- Exercise instructions
Reproduce the items below word for word, starting at the very first line and ending at the line that contains "[67,82,79,98]", with that line included. Leave the pictures out of your answer.

- Exercise materials
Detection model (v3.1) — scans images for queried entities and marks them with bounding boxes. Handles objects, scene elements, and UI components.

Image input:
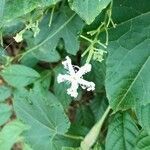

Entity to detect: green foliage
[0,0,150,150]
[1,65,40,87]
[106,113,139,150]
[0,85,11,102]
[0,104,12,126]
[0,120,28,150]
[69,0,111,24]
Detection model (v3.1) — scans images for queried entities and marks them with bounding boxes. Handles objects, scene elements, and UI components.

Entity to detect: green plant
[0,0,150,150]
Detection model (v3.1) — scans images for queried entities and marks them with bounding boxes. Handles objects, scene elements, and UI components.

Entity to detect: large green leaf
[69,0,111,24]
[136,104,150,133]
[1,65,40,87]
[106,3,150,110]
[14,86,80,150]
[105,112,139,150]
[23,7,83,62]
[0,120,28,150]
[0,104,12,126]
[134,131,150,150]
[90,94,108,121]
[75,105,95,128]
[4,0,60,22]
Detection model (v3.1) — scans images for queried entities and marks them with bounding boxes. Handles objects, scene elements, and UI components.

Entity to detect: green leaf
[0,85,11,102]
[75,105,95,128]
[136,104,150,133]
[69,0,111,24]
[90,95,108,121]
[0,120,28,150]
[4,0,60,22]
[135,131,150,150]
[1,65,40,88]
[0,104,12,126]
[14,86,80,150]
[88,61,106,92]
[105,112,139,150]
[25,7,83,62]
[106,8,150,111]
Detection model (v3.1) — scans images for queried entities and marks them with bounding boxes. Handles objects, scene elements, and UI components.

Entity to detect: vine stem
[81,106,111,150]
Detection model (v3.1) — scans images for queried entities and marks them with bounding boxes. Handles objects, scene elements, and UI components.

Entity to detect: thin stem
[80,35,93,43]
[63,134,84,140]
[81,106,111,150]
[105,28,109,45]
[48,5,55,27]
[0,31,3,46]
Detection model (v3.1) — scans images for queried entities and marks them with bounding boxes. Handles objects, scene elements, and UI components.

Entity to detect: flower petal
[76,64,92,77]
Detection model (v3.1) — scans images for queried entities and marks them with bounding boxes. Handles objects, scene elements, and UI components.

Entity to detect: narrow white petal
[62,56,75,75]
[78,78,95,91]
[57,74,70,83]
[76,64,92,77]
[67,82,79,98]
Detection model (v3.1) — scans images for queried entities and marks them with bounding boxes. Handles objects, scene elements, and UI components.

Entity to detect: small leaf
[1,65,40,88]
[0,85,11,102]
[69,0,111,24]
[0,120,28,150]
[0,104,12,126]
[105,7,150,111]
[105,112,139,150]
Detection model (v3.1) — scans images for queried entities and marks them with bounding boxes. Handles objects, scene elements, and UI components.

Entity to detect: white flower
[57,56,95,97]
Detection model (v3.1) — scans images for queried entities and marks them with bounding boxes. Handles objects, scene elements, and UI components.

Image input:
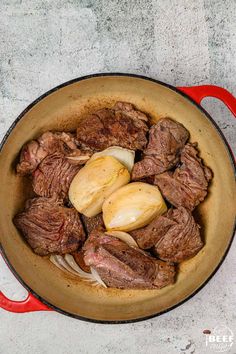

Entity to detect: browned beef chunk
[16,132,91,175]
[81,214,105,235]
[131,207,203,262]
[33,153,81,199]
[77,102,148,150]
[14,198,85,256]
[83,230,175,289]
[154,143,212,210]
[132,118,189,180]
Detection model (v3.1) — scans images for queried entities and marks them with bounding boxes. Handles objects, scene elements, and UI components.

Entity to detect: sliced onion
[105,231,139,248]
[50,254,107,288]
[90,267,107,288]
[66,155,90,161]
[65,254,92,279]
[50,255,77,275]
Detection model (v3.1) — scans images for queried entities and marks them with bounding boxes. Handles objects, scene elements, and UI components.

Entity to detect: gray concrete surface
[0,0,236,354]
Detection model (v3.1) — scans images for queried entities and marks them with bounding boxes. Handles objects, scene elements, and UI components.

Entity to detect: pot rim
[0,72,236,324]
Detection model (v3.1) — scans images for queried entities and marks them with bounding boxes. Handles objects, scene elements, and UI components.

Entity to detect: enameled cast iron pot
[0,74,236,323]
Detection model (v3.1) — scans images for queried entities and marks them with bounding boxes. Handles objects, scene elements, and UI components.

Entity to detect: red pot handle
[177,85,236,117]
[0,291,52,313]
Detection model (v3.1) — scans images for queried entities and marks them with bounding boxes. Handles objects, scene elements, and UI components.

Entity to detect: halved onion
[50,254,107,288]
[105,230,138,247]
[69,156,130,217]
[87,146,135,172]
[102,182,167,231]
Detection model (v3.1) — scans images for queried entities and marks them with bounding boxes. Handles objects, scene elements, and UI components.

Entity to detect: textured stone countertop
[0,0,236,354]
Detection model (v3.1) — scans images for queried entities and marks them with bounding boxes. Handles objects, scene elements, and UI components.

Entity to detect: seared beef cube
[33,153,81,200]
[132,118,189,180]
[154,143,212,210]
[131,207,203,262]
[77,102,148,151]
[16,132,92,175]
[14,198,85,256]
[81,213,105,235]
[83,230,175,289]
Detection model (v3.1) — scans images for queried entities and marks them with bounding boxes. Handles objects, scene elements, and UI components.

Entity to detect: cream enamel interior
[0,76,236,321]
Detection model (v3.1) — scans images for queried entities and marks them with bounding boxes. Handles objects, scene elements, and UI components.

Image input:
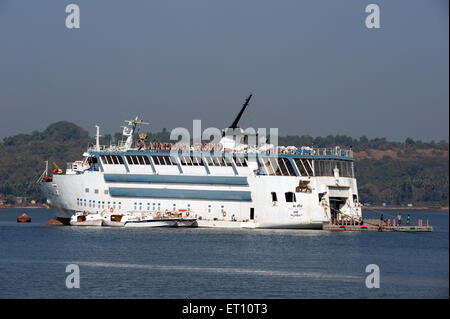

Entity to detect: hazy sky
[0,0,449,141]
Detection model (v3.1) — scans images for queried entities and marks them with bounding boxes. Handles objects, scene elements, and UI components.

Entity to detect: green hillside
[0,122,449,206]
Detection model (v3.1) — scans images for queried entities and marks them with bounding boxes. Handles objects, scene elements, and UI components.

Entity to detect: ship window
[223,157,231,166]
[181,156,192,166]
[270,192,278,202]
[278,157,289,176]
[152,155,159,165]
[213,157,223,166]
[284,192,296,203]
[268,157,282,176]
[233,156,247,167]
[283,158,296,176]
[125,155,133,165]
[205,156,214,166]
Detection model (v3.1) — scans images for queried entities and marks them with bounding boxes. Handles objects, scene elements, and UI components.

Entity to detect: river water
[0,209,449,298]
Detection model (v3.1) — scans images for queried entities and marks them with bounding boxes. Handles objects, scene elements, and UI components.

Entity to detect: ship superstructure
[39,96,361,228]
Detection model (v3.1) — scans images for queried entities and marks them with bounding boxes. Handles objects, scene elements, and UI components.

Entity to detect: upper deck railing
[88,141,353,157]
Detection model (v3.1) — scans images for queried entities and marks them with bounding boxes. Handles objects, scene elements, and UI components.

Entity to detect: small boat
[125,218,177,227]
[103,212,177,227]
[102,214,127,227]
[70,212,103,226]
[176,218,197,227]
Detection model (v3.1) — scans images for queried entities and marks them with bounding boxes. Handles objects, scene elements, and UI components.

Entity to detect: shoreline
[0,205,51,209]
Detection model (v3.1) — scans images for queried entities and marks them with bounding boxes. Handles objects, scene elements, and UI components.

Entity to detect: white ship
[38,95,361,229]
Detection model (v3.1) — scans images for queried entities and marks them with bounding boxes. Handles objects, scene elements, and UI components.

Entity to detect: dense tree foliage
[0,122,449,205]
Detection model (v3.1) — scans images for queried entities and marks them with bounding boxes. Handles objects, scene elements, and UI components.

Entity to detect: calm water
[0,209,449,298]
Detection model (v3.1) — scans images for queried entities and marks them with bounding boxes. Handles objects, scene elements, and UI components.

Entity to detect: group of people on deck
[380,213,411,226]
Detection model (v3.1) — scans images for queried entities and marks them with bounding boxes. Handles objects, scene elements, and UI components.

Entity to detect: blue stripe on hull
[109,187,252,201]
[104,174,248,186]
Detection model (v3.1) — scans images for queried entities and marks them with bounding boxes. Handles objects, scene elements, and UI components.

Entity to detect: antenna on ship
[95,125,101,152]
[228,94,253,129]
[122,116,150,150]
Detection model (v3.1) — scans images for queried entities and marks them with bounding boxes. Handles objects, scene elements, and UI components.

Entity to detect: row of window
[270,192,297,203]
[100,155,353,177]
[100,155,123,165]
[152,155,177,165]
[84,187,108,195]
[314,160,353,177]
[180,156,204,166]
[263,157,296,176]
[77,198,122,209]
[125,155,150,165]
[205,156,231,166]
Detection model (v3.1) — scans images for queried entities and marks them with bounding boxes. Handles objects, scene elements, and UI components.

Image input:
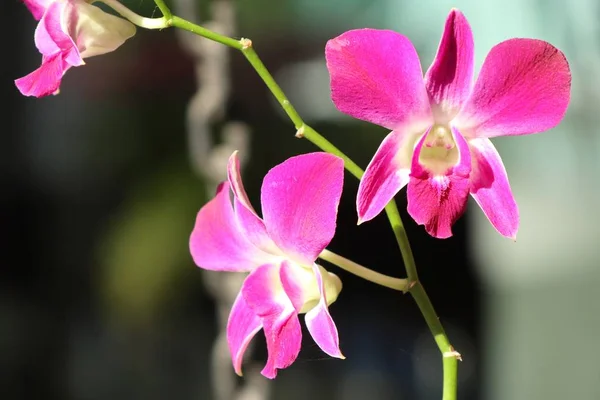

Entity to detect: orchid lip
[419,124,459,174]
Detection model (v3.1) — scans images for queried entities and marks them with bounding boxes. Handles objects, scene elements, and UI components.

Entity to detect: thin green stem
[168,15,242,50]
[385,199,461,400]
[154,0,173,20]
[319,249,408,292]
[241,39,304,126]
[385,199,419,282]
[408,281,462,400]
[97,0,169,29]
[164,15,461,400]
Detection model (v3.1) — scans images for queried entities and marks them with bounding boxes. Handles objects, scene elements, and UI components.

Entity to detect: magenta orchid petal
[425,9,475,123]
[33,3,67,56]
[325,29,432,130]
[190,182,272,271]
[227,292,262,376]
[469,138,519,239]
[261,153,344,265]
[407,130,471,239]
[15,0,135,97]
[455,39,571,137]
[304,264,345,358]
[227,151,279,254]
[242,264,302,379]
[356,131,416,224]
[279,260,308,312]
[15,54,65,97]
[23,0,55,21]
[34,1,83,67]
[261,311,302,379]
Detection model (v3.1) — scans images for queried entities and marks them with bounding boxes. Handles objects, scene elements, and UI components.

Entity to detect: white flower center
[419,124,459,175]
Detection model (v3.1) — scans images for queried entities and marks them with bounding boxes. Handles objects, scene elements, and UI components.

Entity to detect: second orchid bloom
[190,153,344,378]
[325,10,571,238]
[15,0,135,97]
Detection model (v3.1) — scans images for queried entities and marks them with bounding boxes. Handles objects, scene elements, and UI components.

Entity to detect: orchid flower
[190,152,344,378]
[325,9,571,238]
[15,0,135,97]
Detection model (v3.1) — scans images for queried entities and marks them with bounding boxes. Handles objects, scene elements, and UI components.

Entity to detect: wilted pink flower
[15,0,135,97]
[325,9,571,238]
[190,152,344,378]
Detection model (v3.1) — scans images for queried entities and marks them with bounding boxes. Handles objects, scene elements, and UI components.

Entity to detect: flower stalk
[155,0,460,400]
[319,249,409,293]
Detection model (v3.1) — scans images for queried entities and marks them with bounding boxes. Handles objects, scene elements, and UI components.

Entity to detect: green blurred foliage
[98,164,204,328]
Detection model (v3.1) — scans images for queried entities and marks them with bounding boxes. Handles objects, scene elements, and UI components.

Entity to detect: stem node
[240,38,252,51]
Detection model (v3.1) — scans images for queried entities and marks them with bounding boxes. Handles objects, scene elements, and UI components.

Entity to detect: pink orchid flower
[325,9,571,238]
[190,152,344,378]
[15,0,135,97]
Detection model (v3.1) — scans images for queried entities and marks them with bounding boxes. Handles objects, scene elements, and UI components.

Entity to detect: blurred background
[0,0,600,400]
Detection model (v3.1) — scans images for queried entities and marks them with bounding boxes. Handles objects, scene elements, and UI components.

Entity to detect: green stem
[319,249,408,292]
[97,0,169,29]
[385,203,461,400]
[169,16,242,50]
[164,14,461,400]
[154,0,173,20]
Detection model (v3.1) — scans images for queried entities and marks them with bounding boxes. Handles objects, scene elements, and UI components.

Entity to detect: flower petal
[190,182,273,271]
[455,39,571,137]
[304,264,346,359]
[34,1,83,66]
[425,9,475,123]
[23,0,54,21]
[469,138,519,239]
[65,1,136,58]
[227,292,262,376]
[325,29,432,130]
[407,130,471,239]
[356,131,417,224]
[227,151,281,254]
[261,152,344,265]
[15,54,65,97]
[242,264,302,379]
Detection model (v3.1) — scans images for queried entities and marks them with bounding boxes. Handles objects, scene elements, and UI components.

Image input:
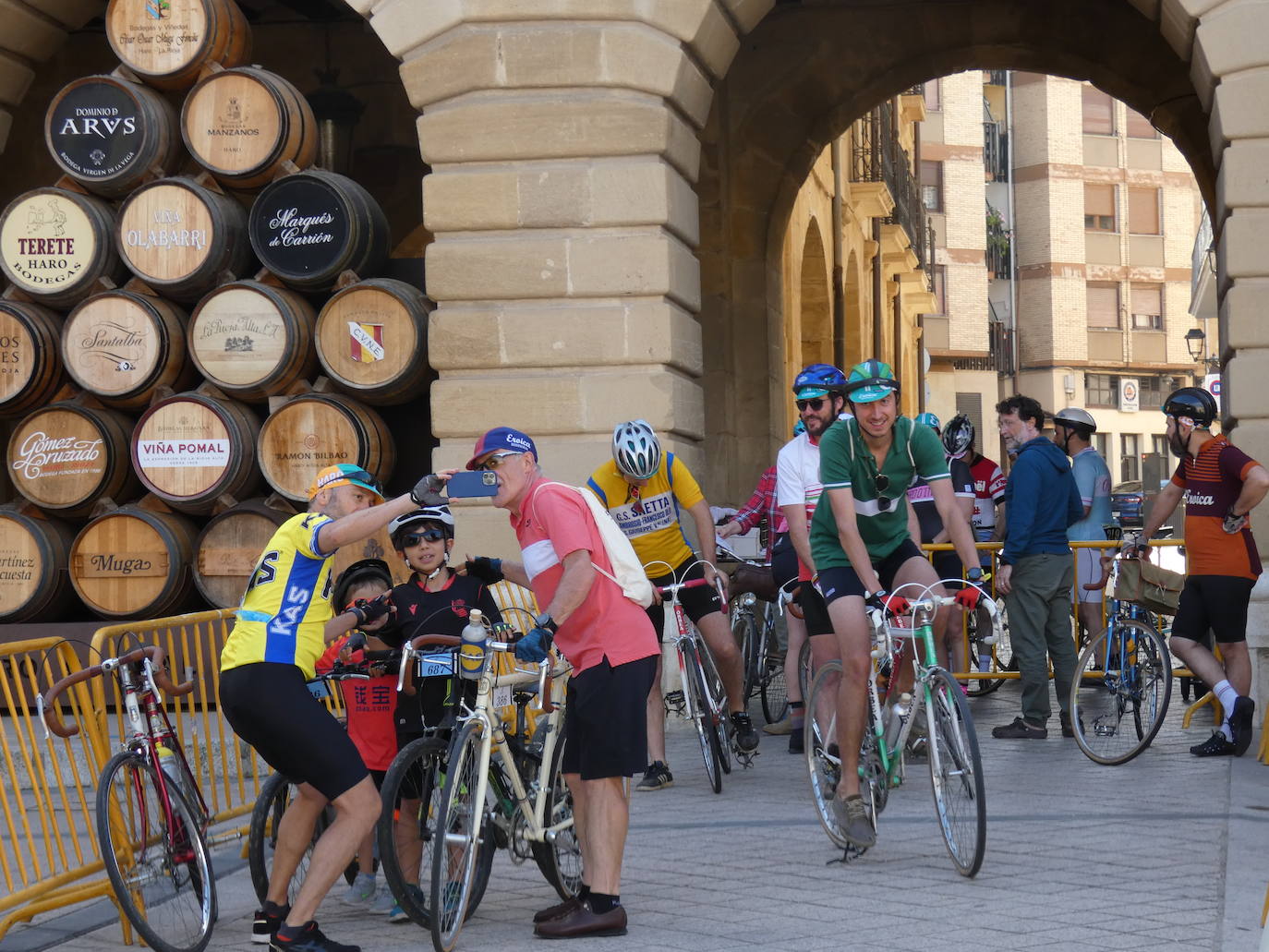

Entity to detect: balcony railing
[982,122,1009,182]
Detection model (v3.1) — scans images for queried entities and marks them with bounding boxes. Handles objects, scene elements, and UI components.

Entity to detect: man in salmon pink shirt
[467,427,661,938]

- Exercise solution
Detection model (v3.1) — scans images for queried entities and marks them with bounding boxes. Handles objects, scene elements, and UI components.

Image input:

Entity to detect: green foliage
[0,0,150,150]
[1,65,40,87]
[106,113,139,150]
[0,85,11,102]
[0,104,12,126]
[0,120,28,150]
[69,0,111,24]
Detection model (v3.1) — scans images for queried entities and marks them with bounding boxes. Handles objects, scene elements, and UI components.

Entity to detect: green plant
[0,0,150,150]
Detection model (v3.1) — scans images for queried entities and marks them with bounding boxes. Handles objects, scene elements, and UI components.

Entity to detect: large green leaf
[69,0,111,24]
[136,104,150,133]
[1,65,40,87]
[106,3,150,110]
[14,86,80,150]
[105,112,139,150]
[23,7,83,62]
[0,120,28,150]
[0,104,12,126]
[134,131,150,150]
[90,94,108,121]
[75,105,95,128]
[4,0,60,22]
Detection model (v3.1) — scans images for queried entities and marks them with bounding boxes. Handles objects, scene elements, and UI components.

Entity to detect: green leaf
[0,85,11,102]
[75,105,95,128]
[136,104,150,133]
[69,0,111,24]
[90,95,108,121]
[0,120,28,150]
[4,0,60,22]
[135,131,150,150]
[1,65,40,88]
[0,104,12,126]
[14,86,80,150]
[88,61,106,92]
[105,112,139,150]
[25,7,83,62]
[106,8,150,111]
Detection model (v3.1) — scans images for queried entities and marks them with bounding boxes. Handles objects, scene elements, and UI components.

Entity to detect: vine stem
[81,106,111,150]
Detection model (v3.1) — scans images for queried entities and marks them with bounding boxes. Handles objects, scene elements, and UI components.

Entity to detect: thin stem
[80,35,93,43]
[63,134,84,140]
[81,106,111,150]
[105,28,109,45]
[48,5,55,27]
[0,31,3,46]
Detection model (v3.1) — scans images for queried entities and marks them with bounding boxes. Handles objects, scene elements, and UI components.

Entity to detect: flower petal
[76,64,92,77]
Detection model (v3.1) — scans images for queried entities and marks them with bounding boxes. Handles objects, scene elements, and UI components.

Entity to detect: narrow white petal
[62,56,75,75]
[78,78,95,91]
[57,74,70,83]
[76,64,92,77]
[67,82,79,98]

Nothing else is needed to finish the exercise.